* _Passage given_:
===============
Barclays has taken a strategic stake in Ubyx, a U.S. firm building a clearing and settlement layer for regulated stablecoins, in a move that accelerates the bank’s engagement with tokenized payments. The deal underlines how regulatory progress, growing commercial demand and interoperable infrastructure are shifting stablecoins toward mainstream settlement use.

Ubyx, founded in 2025, operates a middleware clearing system that reconciles and settles tokenized money across stablecoin issuers, bank accounts and fintech rails. The company frames its mission around “stablecoin ubiquity” and digital-money connectivity, aiming to remove fragmentation by linking multiple issuers to existing banking infrastructure. Barclays’ participation supplies capital and institutional credibility, and it gives the bank a foothold inside a potential new payment rail that can serve corporate treasury and cross‑border flows, according to the reporting on the transaction.

A short strategic summary from industry commentary noted the investment positions Barclays to influence standards, compliance and security protocols as tokenized settlement evolves.

Regulatory and market drivers behind Barclays move

Regulatory clarity has been a primary catalyst. The EU’s Markets in Crypto‑Assets rules came into force on December 30, 2024, creating licensing and issuer standards that reduced legal uncertainty. Hong Kong began issuing stablecoin licences in August 2025, with implementation steps completed later that year. Those developments, along with legislative activity in the U.S. and policy work in the U.K., have been cited as de‑risking factors for banks considering exposure to digital money.
===============
* _Extracted records_:
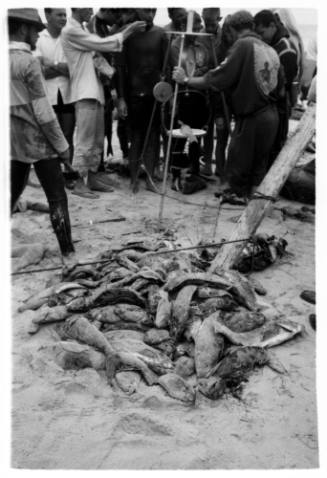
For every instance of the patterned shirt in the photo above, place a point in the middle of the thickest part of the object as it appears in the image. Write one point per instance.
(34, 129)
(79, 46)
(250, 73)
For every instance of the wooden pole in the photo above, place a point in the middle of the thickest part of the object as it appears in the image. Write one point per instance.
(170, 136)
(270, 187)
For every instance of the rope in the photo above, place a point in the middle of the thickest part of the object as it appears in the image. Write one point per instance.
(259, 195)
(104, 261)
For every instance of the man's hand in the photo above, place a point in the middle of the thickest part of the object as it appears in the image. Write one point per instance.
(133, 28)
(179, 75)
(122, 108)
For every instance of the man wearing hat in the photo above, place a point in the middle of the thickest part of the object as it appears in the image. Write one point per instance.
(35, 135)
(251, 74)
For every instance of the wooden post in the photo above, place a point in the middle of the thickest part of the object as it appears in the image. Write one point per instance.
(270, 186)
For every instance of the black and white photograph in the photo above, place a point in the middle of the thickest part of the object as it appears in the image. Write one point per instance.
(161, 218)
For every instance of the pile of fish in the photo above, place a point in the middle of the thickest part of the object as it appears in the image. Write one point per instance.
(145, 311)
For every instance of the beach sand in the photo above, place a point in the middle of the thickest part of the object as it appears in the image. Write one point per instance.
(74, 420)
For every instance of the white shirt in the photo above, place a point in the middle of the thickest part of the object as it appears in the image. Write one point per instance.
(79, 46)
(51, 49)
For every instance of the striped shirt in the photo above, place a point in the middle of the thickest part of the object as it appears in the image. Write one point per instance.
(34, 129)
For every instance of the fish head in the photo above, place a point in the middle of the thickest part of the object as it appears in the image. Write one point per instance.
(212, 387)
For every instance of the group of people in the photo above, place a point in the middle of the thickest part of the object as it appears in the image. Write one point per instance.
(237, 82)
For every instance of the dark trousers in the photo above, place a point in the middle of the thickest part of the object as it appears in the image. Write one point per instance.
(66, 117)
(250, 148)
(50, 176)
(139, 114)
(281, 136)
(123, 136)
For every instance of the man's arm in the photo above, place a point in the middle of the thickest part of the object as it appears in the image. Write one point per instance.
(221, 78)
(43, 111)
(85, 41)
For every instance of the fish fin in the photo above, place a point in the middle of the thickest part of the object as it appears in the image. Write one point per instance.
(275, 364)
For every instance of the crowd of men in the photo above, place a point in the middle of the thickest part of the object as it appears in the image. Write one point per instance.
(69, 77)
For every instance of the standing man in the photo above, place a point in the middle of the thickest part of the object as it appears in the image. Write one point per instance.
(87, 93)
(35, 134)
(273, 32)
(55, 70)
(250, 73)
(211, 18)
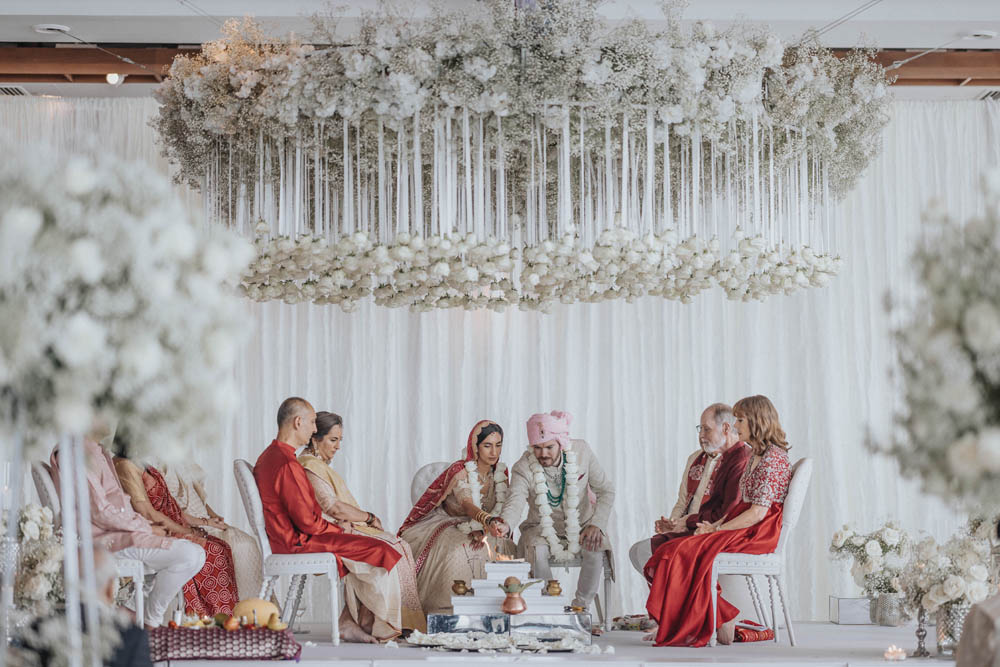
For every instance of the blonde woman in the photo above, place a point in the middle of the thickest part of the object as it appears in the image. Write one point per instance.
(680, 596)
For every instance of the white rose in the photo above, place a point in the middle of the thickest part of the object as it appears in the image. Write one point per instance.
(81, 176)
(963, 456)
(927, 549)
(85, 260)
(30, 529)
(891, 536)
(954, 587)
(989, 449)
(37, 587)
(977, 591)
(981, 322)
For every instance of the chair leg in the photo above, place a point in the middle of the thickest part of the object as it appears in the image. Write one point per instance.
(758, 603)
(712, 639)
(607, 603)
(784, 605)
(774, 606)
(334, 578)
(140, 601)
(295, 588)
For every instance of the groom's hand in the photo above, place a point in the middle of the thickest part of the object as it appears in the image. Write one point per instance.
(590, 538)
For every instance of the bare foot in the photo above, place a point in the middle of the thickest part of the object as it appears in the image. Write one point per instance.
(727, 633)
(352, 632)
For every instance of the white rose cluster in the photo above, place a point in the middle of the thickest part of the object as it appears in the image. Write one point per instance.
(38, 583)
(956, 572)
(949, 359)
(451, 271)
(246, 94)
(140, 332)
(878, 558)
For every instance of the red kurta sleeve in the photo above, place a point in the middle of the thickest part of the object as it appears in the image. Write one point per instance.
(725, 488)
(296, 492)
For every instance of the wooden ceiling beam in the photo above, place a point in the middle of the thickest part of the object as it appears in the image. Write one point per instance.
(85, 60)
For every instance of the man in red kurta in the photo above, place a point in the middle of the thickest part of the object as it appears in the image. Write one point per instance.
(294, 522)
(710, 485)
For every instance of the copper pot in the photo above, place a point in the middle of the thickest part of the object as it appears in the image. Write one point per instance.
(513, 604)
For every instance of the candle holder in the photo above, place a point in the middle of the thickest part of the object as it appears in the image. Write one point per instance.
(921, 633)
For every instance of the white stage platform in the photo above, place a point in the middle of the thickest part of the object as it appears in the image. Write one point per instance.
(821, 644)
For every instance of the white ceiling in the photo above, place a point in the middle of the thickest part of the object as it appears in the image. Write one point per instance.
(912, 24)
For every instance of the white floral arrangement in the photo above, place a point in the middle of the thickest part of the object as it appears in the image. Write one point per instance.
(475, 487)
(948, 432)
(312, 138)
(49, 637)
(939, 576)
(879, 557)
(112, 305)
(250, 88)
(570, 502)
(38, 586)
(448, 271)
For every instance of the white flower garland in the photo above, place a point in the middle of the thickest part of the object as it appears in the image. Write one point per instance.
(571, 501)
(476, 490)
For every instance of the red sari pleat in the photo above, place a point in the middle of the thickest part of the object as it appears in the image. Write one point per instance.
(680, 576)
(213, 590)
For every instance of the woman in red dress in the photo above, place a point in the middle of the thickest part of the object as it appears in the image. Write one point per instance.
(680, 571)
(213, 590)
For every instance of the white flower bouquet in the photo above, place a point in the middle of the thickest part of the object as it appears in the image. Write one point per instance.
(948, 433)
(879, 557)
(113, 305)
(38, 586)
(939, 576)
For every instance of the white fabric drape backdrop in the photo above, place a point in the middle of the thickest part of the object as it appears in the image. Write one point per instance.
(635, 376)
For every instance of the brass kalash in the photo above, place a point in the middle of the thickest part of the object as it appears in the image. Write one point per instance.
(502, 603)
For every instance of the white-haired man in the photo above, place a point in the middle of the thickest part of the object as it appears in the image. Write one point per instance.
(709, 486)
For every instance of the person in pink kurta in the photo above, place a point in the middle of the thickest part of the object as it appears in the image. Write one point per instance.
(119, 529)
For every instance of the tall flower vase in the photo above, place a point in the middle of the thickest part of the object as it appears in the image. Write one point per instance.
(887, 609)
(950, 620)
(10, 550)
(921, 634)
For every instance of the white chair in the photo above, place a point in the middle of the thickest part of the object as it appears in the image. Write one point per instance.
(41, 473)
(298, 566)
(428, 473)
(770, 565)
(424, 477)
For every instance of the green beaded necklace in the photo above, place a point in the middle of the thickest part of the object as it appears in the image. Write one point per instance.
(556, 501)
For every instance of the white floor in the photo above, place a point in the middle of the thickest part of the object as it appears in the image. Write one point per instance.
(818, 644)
===============
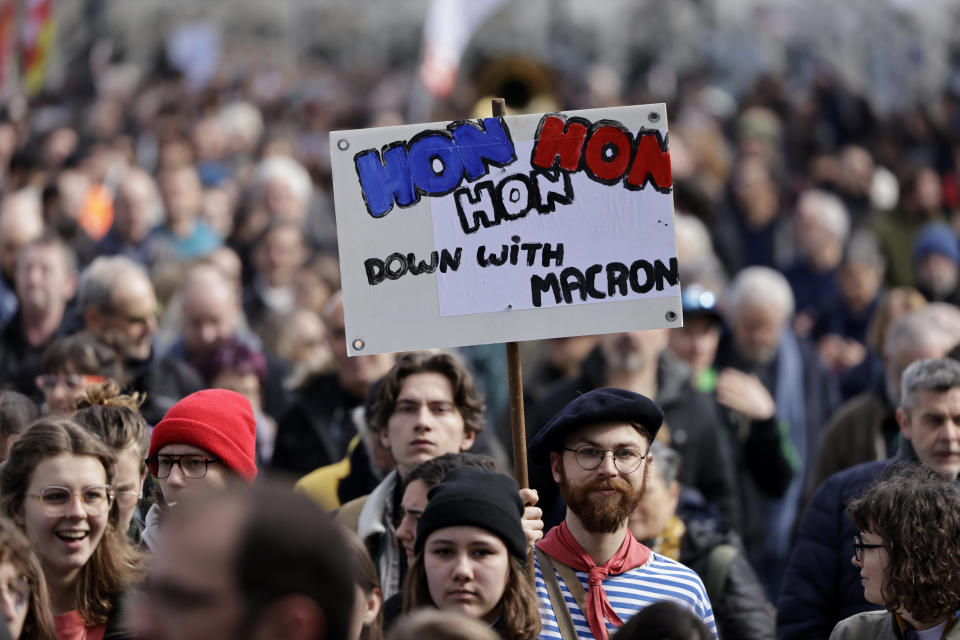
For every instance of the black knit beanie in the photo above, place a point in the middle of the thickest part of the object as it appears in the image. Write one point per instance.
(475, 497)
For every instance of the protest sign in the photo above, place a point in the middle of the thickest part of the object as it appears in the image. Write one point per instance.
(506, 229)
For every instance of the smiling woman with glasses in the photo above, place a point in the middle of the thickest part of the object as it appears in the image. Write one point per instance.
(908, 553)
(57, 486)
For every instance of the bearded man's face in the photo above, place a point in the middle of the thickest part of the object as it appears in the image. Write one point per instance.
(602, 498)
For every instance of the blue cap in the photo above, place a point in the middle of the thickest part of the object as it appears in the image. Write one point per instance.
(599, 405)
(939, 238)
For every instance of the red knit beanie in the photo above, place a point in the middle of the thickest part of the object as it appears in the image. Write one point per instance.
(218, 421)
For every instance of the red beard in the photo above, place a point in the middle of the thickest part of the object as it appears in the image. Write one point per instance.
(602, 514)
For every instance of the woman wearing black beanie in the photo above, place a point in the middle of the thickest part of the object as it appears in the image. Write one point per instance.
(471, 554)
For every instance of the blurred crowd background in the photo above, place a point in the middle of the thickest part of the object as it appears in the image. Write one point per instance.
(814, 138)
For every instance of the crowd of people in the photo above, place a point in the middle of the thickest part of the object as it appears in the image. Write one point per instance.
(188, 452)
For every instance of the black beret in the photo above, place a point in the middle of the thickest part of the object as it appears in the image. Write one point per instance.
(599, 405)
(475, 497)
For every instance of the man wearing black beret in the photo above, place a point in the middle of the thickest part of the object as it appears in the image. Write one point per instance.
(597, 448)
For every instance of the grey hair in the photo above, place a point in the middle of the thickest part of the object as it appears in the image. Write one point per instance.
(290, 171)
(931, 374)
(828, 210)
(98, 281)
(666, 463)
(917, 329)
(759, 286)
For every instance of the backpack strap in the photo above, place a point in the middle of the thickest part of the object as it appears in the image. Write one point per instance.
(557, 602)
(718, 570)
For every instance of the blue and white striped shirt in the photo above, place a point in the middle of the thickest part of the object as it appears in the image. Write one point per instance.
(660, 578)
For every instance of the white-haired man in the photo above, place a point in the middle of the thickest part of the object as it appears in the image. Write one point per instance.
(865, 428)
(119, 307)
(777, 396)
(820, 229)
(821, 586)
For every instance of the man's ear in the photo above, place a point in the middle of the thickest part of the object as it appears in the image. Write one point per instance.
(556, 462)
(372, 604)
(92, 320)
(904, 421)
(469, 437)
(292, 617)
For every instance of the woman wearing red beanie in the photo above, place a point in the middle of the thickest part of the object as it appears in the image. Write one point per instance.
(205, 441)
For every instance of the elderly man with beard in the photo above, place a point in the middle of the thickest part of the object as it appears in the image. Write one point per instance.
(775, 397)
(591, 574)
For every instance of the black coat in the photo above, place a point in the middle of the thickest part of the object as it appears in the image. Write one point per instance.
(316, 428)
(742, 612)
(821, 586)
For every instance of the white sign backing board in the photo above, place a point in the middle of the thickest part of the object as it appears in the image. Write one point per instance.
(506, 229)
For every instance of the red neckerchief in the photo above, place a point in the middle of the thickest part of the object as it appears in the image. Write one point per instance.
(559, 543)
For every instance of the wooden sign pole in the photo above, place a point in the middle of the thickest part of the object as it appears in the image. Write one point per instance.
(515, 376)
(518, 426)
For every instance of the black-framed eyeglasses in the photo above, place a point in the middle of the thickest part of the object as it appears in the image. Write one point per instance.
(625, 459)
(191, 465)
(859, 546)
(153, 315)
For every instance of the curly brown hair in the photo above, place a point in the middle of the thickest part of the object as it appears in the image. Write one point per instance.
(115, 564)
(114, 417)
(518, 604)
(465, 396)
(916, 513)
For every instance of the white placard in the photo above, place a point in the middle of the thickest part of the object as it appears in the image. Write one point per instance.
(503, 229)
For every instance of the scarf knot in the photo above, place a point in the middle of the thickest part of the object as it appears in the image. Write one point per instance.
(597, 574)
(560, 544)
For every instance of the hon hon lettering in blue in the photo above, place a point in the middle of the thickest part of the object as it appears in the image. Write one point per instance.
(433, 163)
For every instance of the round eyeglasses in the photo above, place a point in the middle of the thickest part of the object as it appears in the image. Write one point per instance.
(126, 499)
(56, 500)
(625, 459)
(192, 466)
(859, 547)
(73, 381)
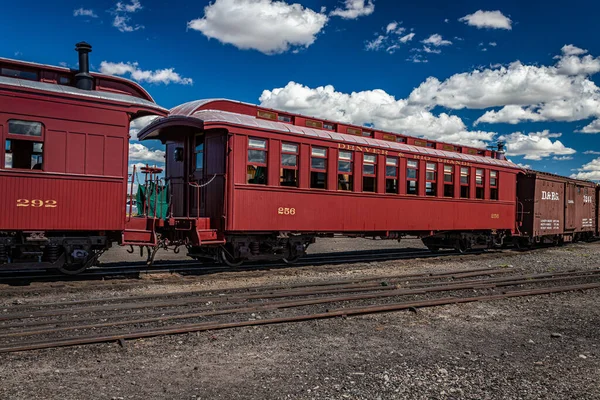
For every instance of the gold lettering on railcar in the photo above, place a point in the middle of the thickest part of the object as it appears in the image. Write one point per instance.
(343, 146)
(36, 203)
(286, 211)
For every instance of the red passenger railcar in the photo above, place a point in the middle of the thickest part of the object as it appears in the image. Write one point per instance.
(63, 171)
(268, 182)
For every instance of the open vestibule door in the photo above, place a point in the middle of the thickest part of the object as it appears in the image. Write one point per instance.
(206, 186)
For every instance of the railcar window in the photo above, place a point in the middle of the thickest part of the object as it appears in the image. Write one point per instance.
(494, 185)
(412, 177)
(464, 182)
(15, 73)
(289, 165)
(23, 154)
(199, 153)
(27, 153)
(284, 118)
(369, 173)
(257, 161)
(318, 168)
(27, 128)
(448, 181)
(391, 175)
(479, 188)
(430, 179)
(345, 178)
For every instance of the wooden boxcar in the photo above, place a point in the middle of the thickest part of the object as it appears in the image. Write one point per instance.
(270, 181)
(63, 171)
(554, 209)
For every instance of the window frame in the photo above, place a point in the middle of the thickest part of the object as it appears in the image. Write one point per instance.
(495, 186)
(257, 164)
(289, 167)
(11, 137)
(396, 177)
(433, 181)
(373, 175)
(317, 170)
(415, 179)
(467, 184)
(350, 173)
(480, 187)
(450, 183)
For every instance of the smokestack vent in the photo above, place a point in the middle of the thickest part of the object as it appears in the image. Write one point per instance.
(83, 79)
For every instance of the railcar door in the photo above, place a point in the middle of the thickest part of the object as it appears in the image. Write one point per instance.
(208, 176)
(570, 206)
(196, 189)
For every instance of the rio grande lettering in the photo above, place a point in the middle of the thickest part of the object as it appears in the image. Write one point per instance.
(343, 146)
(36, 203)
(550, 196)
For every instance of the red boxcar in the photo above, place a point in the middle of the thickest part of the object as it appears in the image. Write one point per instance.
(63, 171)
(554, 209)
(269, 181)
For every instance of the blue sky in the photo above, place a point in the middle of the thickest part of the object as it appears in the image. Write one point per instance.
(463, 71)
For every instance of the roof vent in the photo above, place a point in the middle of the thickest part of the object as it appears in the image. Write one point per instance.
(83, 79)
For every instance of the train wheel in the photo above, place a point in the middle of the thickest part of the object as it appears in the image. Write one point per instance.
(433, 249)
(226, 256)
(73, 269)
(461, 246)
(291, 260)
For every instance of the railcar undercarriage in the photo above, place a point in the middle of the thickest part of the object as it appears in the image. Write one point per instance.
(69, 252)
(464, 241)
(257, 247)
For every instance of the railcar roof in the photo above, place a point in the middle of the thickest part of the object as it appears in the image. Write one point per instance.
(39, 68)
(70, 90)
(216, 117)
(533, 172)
===============
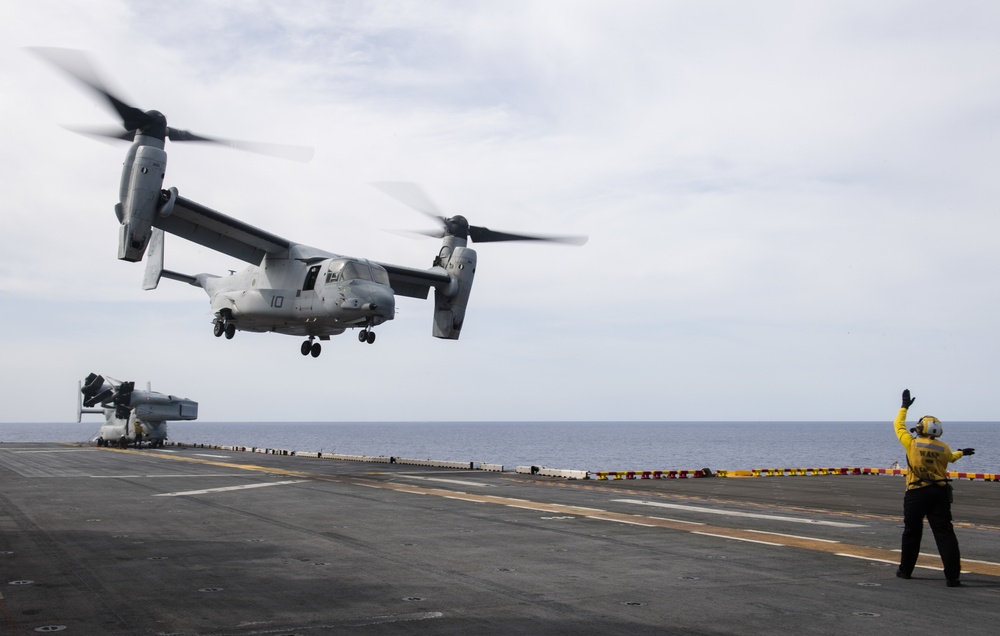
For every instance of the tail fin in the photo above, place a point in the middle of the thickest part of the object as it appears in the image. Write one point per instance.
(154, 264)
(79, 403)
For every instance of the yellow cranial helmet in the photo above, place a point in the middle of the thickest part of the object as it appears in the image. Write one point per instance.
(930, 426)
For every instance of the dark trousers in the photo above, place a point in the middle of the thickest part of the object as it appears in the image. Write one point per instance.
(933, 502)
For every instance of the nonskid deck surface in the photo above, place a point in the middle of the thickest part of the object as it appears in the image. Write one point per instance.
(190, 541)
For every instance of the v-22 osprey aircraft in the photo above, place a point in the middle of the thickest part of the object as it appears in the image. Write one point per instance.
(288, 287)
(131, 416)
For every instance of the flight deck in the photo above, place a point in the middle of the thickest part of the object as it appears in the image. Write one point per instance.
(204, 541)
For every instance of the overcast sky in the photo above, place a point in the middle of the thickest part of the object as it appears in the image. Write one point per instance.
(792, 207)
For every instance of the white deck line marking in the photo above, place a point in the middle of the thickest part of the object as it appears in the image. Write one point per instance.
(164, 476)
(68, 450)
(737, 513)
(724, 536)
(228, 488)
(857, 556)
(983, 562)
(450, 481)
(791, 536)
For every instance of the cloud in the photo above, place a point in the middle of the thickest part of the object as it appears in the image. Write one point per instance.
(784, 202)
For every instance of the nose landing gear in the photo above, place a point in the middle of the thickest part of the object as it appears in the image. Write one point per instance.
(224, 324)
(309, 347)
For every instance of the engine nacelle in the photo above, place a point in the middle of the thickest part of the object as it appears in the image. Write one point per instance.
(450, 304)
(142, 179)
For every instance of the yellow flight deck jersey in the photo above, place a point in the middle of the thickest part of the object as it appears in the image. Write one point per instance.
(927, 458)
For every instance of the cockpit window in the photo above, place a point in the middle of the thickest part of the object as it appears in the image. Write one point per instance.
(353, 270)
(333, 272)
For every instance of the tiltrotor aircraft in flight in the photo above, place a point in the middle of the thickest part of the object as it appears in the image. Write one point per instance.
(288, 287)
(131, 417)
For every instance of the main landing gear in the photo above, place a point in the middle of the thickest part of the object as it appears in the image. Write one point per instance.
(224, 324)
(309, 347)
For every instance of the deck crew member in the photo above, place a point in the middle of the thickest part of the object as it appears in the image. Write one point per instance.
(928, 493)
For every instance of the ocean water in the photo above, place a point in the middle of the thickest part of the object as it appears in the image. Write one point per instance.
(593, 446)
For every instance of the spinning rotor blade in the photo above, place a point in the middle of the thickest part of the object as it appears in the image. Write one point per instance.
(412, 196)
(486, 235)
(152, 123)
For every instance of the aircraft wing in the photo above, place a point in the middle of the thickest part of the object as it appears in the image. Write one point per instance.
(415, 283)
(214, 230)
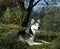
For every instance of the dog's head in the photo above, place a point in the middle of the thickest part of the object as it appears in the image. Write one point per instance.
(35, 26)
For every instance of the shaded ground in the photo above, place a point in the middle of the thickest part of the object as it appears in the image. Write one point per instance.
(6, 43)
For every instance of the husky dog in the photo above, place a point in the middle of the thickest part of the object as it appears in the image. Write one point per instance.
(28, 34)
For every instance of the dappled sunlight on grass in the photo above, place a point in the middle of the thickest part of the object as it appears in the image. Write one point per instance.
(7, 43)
===============
* _To be done_:
a) Answer these questions using the passage on Barclays and Ubyx:
(i) In what year was Ubyx founded?
(ii) On what date did the EU's Markets in Crypto‑Assets rules come into force?
(iii) In what month and year did Hong Kong begin issuing stablecoin licences?
b) Extend the passage on Barclays' stake in Ubyx, beginning right after its final sentence.
The records come from a separate source and have no connection to the passage.

* _Results of the tasks_:
a)
(i) 2025
(ii) December 30, 2024
(iii) August 2025

b)
In terms of market scale, the stablecoin supply rose sharply between 2019 and 2025 and market capitalisation reached the hundreds of billions, supporting use cases in payments and treasury. While payments players have moved into settlement work, with examples cited of Visa and Mastercard integrating stablecoin flows.

Barclays’ investment was framed in the reporting as a defensive and offensive step: defensive by reducing the risk of disintermediation if digital rails bypass banks; offensive by creating pathways for new fee pools tied to tokenized assets and programmable payments.

Investors and treasury teams will now watch regulatory touchpoints and product launches that test institutional adoption — notably the U.K. regulatory sandbox window opening January 18, and the planned launch of a bank‑backed yen stablecoin in Japan in Q2 2026 — events that will serve as concrete measures of whether stablecoins can scale as a practical settlement layer for banks and corporates.